- [Task description]:
Can you retype only the lines from the one with "Practice. Locate the climbing vine" through the final line of the material, exactly as given?

------ Data to use ------

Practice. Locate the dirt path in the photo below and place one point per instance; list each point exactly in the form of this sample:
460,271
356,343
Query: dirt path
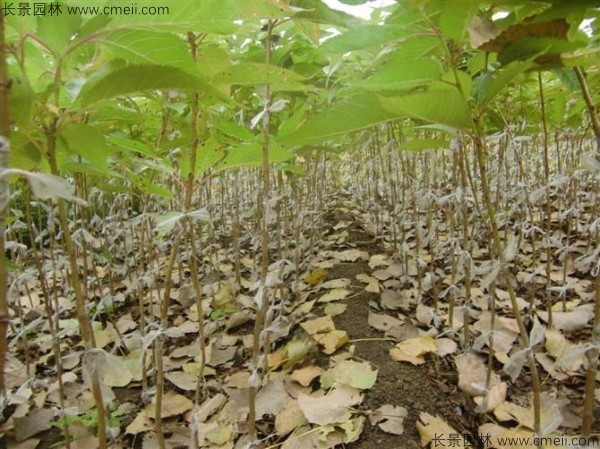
423,388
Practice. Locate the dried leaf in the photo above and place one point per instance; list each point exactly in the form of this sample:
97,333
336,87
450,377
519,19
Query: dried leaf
305,376
472,374
289,419
335,294
355,374
332,408
413,350
173,404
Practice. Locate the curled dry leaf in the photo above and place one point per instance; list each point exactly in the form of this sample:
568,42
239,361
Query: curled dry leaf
315,277
304,376
378,260
183,381
445,346
494,397
272,397
173,404
571,321
348,372
289,419
350,255
336,283
413,350
335,294
472,374
335,309
332,408
210,406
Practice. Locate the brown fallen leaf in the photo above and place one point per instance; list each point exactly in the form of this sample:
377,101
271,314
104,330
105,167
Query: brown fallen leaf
472,374
289,419
333,408
413,350
36,421
173,404
390,419
304,376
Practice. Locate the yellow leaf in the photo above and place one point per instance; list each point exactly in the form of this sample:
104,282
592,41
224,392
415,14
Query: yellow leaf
316,276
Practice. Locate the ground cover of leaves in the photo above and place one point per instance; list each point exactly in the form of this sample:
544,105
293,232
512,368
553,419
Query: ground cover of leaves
358,361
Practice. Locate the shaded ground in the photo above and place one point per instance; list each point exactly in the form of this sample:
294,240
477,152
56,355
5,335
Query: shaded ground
426,388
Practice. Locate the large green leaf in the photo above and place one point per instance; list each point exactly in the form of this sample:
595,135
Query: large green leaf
441,106
150,47
401,74
488,84
201,15
141,78
351,114
207,156
209,16
362,37
130,145
250,73
89,143
455,18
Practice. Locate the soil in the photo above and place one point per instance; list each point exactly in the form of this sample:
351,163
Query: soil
429,388
422,388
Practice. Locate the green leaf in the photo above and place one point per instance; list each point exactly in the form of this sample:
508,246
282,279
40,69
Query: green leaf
489,84
455,19
441,106
354,2
46,186
21,97
150,47
351,114
140,78
57,30
400,75
201,16
147,187
130,145
319,12
253,73
207,156
366,36
89,143
529,47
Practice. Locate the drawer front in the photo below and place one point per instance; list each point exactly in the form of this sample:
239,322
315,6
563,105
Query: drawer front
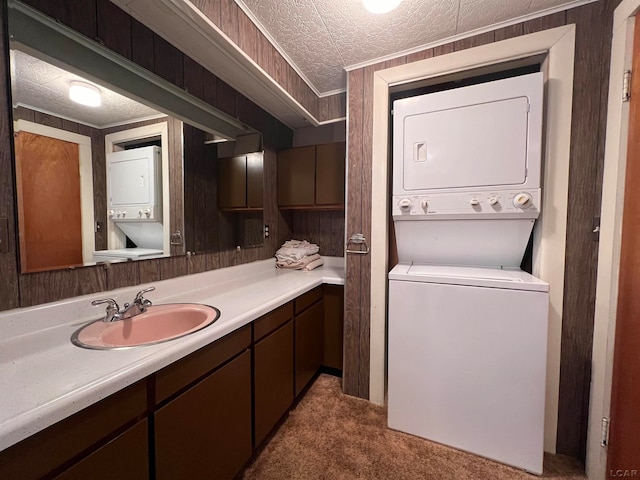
180,374
272,320
305,300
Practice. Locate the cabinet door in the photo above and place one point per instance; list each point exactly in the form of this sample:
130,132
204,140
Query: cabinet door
330,161
296,177
206,431
126,456
273,379
333,325
232,182
255,180
309,327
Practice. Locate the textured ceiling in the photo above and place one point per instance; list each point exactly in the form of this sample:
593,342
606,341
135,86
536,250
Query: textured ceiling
43,87
322,37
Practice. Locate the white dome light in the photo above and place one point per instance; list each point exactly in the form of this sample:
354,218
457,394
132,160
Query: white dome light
85,94
380,6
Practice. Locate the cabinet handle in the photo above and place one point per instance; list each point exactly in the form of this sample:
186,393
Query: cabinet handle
358,239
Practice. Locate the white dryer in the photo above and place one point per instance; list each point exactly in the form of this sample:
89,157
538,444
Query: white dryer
467,329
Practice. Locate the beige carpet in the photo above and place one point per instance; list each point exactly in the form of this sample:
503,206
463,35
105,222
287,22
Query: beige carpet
332,436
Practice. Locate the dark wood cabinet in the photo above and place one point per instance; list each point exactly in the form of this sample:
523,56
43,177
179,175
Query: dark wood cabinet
126,456
273,379
60,446
206,431
333,326
312,177
200,417
240,182
309,345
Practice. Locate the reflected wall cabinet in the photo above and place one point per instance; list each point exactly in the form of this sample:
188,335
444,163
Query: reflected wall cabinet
240,182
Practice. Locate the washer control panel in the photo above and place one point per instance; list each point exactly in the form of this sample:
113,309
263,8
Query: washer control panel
512,203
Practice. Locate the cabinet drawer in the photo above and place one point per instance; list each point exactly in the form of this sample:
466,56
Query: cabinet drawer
272,320
38,455
126,456
305,300
177,376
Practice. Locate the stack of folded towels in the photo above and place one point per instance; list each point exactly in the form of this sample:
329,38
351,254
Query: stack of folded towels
298,255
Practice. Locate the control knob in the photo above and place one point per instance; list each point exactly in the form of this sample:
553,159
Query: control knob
405,204
522,200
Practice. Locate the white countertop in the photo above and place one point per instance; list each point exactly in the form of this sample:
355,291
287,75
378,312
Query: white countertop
45,378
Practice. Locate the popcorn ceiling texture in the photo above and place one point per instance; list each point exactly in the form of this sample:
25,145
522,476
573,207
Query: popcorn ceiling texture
322,37
41,86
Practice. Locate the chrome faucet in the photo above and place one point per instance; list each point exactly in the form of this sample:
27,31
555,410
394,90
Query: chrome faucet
138,306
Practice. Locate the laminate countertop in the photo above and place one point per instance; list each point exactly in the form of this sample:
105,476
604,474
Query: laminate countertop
45,378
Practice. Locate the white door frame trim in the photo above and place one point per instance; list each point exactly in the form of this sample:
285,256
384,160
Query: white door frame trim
615,161
549,246
86,178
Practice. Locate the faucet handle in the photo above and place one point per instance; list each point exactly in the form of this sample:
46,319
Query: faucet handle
112,303
112,307
140,299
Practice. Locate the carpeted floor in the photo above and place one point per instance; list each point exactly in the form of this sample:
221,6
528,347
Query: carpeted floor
332,436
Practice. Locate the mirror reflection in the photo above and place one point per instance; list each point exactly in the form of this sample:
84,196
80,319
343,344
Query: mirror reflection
105,182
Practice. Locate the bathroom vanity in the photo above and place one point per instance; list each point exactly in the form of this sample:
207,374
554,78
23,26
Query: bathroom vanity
194,407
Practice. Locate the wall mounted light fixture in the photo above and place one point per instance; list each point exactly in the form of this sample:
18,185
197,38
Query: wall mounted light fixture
85,94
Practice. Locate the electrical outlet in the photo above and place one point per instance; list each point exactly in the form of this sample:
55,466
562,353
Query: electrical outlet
4,235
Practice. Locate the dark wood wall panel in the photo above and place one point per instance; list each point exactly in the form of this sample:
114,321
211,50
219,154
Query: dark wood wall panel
593,30
593,44
9,288
142,45
43,287
354,287
114,28
326,229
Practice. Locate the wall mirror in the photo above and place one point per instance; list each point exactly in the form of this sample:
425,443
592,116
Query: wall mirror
133,178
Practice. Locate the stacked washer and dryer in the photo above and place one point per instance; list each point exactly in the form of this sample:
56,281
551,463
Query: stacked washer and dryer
467,328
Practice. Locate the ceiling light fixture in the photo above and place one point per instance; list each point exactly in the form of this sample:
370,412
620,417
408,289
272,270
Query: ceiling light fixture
85,94
380,6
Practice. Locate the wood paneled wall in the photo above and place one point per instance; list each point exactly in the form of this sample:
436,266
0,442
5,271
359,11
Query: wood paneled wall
324,228
593,44
234,23
100,20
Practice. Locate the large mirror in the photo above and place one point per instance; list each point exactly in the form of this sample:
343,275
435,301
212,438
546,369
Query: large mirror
115,178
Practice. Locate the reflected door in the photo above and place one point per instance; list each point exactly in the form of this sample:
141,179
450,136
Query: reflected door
48,187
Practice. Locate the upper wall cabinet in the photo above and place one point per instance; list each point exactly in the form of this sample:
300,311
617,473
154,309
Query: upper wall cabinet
240,182
312,177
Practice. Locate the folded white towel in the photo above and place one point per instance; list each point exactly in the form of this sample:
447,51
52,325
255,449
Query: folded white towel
297,264
296,250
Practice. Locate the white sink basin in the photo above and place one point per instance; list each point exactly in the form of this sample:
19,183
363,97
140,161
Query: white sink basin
160,323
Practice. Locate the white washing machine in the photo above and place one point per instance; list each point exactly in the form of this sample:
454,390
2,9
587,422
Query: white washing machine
467,359
467,329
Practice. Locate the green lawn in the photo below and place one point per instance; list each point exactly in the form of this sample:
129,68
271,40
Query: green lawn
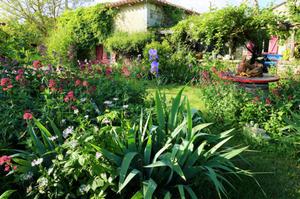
277,174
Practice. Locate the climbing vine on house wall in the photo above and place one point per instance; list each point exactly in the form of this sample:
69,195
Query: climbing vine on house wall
78,31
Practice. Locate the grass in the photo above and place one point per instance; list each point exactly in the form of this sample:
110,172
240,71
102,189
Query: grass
276,173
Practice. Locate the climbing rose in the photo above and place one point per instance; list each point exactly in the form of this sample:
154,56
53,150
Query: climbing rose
27,116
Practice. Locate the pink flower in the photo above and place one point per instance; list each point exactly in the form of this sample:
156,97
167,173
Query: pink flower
85,83
4,81
70,96
77,82
108,71
19,77
20,71
268,101
5,159
27,116
125,71
52,83
36,64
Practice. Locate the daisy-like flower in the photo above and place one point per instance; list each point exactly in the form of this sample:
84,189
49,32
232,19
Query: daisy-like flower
68,131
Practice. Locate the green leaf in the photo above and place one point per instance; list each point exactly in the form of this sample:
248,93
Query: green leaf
191,192
200,127
160,118
129,177
38,145
174,110
189,120
147,152
137,195
125,166
7,194
149,188
194,157
217,146
233,153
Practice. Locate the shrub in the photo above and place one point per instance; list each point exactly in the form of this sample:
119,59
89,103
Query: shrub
128,44
171,158
78,31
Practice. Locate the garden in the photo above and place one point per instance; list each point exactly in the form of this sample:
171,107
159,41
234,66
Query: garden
157,122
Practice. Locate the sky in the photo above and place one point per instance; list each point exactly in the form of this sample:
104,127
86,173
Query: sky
203,5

------

- [Exercise answer]:
Practice. Locate the climbing vine on house wall in the photo above and place one point per instance; list each point exactly in the form of this sample:
69,195
Query: climbing vine on house wall
78,31
Practice. Locate the grass in the photo above and place one point per instance; list each point exactly in the form of this sample:
110,172
240,71
102,189
Query: grass
276,173
Practice. Locate the climbing rose in the photo above and place one point per instance; list each point exactly in the form of this sample:
154,56
53,150
Query: climbing rose
27,116
Practice. Locate the pink flower in the photo above and place one point per instance; list each point exactly in the form of this sample:
156,97
167,173
Query: pink flower
85,83
4,81
70,96
77,82
108,71
19,77
20,71
268,101
5,159
27,116
125,71
52,83
36,64
Practice. Locate the daisy-like flower in the photo above and place one point per instance; list each point exactly in the form of this sample:
84,189
49,32
232,19
Query: daisy-like flower
68,131
Practice. Locate the green leaf in the photo above and place one point per instance; list each point exactly in the form of this sample:
248,93
Query: green leaf
191,192
200,127
160,118
129,177
38,145
174,110
189,120
147,152
137,195
125,166
7,194
149,188
194,157
217,146
233,153
Practice. Locate the shrub in the photo above and place one point per instance; list each point exactly in the form of this sample:
119,59
89,103
Query: shrub
128,44
171,158
78,31
Practice. Locate the garden in the photo above and place one point per instance; list each point exactly in the form of this sample:
171,107
159,41
234,66
Query: garden
157,122
Practice. Locate the sky in the photo above and place one point per instance; list each point exactly in the form of this sample:
104,127
86,173
Query: sky
203,5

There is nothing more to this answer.